## DATA IN THIS EXERCISE

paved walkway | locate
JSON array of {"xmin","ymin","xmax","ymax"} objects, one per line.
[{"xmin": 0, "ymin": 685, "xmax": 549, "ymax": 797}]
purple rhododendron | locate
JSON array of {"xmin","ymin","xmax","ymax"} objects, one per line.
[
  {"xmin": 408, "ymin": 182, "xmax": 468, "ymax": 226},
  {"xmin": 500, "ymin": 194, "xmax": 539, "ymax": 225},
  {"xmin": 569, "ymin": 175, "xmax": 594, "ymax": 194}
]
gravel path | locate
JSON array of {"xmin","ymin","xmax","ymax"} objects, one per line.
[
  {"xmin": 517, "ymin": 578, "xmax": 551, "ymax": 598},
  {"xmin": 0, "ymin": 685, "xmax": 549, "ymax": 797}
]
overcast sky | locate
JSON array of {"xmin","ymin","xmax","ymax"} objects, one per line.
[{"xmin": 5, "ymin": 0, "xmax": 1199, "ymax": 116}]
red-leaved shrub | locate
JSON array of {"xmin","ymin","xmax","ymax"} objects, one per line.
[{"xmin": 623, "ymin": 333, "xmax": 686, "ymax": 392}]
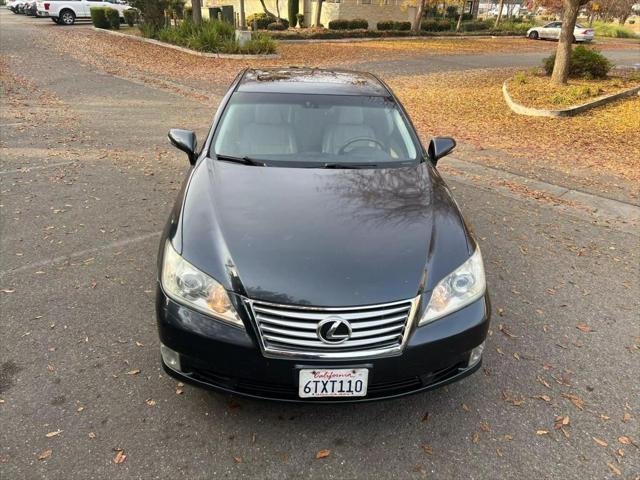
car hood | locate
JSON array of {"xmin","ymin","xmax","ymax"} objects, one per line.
[{"xmin": 180, "ymin": 159, "xmax": 468, "ymax": 307}]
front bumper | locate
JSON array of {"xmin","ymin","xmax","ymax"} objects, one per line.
[{"xmin": 156, "ymin": 288, "xmax": 491, "ymax": 402}]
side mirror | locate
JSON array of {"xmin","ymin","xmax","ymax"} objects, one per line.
[
  {"xmin": 427, "ymin": 137, "xmax": 456, "ymax": 165},
  {"xmin": 168, "ymin": 129, "xmax": 197, "ymax": 165}
]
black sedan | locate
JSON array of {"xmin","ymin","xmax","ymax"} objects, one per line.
[{"xmin": 156, "ymin": 68, "xmax": 490, "ymax": 402}]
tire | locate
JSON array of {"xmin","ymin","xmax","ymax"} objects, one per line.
[
  {"xmin": 528, "ymin": 31, "xmax": 539, "ymax": 40},
  {"xmin": 59, "ymin": 9, "xmax": 75, "ymax": 25},
  {"xmin": 51, "ymin": 16, "xmax": 58, "ymax": 23}
]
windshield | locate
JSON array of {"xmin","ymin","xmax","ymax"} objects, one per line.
[{"xmin": 211, "ymin": 93, "xmax": 419, "ymax": 167}]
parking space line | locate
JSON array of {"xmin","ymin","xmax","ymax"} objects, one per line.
[{"xmin": 0, "ymin": 231, "xmax": 162, "ymax": 277}]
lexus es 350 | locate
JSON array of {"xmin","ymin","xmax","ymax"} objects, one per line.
[{"xmin": 156, "ymin": 68, "xmax": 491, "ymax": 402}]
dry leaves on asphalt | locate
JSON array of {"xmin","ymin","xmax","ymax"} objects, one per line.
[
  {"xmin": 38, "ymin": 449, "xmax": 52, "ymax": 461},
  {"xmin": 113, "ymin": 449, "xmax": 127, "ymax": 464},
  {"xmin": 316, "ymin": 449, "xmax": 331, "ymax": 459},
  {"xmin": 45, "ymin": 429, "xmax": 62, "ymax": 438},
  {"xmin": 576, "ymin": 323, "xmax": 594, "ymax": 333}
]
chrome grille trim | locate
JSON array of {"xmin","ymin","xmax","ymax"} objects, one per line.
[{"xmin": 246, "ymin": 296, "xmax": 421, "ymax": 359}]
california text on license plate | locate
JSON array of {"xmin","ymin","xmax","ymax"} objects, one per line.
[{"xmin": 298, "ymin": 368, "xmax": 369, "ymax": 398}]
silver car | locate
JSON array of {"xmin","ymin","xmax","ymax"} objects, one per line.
[{"xmin": 527, "ymin": 22, "xmax": 594, "ymax": 42}]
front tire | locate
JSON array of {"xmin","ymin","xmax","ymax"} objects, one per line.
[
  {"xmin": 528, "ymin": 31, "xmax": 539, "ymax": 40},
  {"xmin": 51, "ymin": 16, "xmax": 58, "ymax": 23},
  {"xmin": 59, "ymin": 9, "xmax": 75, "ymax": 25}
]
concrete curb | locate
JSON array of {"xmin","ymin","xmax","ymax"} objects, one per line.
[
  {"xmin": 502, "ymin": 79, "xmax": 640, "ymax": 117},
  {"xmin": 91, "ymin": 27, "xmax": 281, "ymax": 59},
  {"xmin": 274, "ymin": 34, "xmax": 522, "ymax": 43}
]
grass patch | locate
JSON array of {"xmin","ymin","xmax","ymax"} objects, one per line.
[
  {"xmin": 507, "ymin": 71, "xmax": 639, "ymax": 109},
  {"xmin": 140, "ymin": 19, "xmax": 276, "ymax": 54},
  {"xmin": 592, "ymin": 21, "xmax": 636, "ymax": 38}
]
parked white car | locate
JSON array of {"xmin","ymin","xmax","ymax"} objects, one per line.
[
  {"xmin": 527, "ymin": 22, "xmax": 595, "ymax": 42},
  {"xmin": 39, "ymin": 0, "xmax": 133, "ymax": 25}
]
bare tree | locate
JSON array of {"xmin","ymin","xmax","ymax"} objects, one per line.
[
  {"xmin": 191, "ymin": 0, "xmax": 202, "ymax": 25},
  {"xmin": 550, "ymin": 0, "xmax": 590, "ymax": 85},
  {"xmin": 412, "ymin": 0, "xmax": 426, "ymax": 32},
  {"xmin": 314, "ymin": 0, "xmax": 323, "ymax": 26},
  {"xmin": 494, "ymin": 0, "xmax": 505, "ymax": 26}
]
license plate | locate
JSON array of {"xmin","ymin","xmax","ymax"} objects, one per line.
[{"xmin": 298, "ymin": 368, "xmax": 368, "ymax": 398}]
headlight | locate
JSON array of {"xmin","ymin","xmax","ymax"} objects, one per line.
[
  {"xmin": 161, "ymin": 241, "xmax": 244, "ymax": 328},
  {"xmin": 419, "ymin": 247, "xmax": 486, "ymax": 326}
]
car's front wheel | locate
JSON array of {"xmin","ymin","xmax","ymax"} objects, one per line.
[
  {"xmin": 59, "ymin": 9, "xmax": 75, "ymax": 25},
  {"xmin": 528, "ymin": 30, "xmax": 539, "ymax": 40},
  {"xmin": 51, "ymin": 16, "xmax": 58, "ymax": 22}
]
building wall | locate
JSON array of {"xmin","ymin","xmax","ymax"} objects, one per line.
[{"xmin": 206, "ymin": 0, "xmax": 415, "ymax": 29}]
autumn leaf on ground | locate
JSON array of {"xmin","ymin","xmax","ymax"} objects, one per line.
[
  {"xmin": 607, "ymin": 462, "xmax": 621, "ymax": 476},
  {"xmin": 38, "ymin": 449, "xmax": 52, "ymax": 460},
  {"xmin": 618, "ymin": 436, "xmax": 631, "ymax": 445},
  {"xmin": 422, "ymin": 445, "xmax": 433, "ymax": 454},
  {"xmin": 537, "ymin": 376, "xmax": 552, "ymax": 389},
  {"xmin": 421, "ymin": 412, "xmax": 430, "ymax": 422},
  {"xmin": 145, "ymin": 398, "xmax": 156, "ymax": 406},
  {"xmin": 113, "ymin": 449, "xmax": 126, "ymax": 464},
  {"xmin": 176, "ymin": 382, "xmax": 184, "ymax": 395},
  {"xmin": 622, "ymin": 413, "xmax": 631, "ymax": 423},
  {"xmin": 533, "ymin": 394, "xmax": 551, "ymax": 402},
  {"xmin": 1, "ymin": 288, "xmax": 16, "ymax": 293},
  {"xmin": 480, "ymin": 422, "xmax": 491, "ymax": 432},
  {"xmin": 576, "ymin": 324, "xmax": 594, "ymax": 333},
  {"xmin": 561, "ymin": 392, "xmax": 585, "ymax": 410},
  {"xmin": 472, "ymin": 432, "xmax": 480, "ymax": 444},
  {"xmin": 536, "ymin": 430, "xmax": 549, "ymax": 435},
  {"xmin": 126, "ymin": 369, "xmax": 141, "ymax": 375},
  {"xmin": 233, "ymin": 456, "xmax": 242, "ymax": 463},
  {"xmin": 498, "ymin": 324, "xmax": 517, "ymax": 338},
  {"xmin": 88, "ymin": 432, "xmax": 96, "ymax": 439},
  {"xmin": 554, "ymin": 416, "xmax": 570, "ymax": 429},
  {"xmin": 316, "ymin": 449, "xmax": 331, "ymax": 459},
  {"xmin": 46, "ymin": 429, "xmax": 63, "ymax": 438},
  {"xmin": 462, "ymin": 403, "xmax": 470, "ymax": 412},
  {"xmin": 592, "ymin": 437, "xmax": 608, "ymax": 447}
]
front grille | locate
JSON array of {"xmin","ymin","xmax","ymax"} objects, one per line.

## TASK ITEM
Only exact lines belong in the answer: those from the beginning of the entries above through the line holding "black sedan | locate", with no pictures.

## TASK ANSWER
paved walkway | locate
JSON array of {"xmin","ymin","xmax","ymax"} objects, one per line.
[{"xmin": 0, "ymin": 685, "xmax": 549, "ymax": 797}]
purple rhododendron | locate
JSON array of {"xmin","ymin","xmax","ymax"} objects, one per line.
[
  {"xmin": 408, "ymin": 182, "xmax": 468, "ymax": 226},
  {"xmin": 500, "ymin": 194, "xmax": 539, "ymax": 225},
  {"xmin": 569, "ymin": 175, "xmax": 594, "ymax": 194}
]
gravel path | locate
JSON array of {"xmin","ymin","xmax","ymax"} objects, one per line.
[
  {"xmin": 517, "ymin": 578, "xmax": 551, "ymax": 598},
  {"xmin": 0, "ymin": 685, "xmax": 549, "ymax": 797}
]
overcast sky | locate
JSON array of {"xmin","ymin","xmax","ymax"} objects, one per line.
[{"xmin": 5, "ymin": 0, "xmax": 1199, "ymax": 116}]
red-leaved shrub | locate
JSON array of {"xmin","ymin","xmax","ymax"} objects, one per line.
[{"xmin": 623, "ymin": 333, "xmax": 686, "ymax": 392}]
car hood | locate
JSON array of {"xmin","ymin","xmax","ymax"} objects, one per line.
[{"xmin": 180, "ymin": 159, "xmax": 468, "ymax": 307}]
front bumper | locate
JSON array of {"xmin","ymin","xmax","ymax"} objects, one per line.
[{"xmin": 156, "ymin": 288, "xmax": 491, "ymax": 402}]
side mirror | locate
JSON array of {"xmin","ymin","xmax","ymax"} objects, one per line.
[
  {"xmin": 427, "ymin": 137, "xmax": 456, "ymax": 165},
  {"xmin": 168, "ymin": 129, "xmax": 197, "ymax": 165}
]
black sedan | locate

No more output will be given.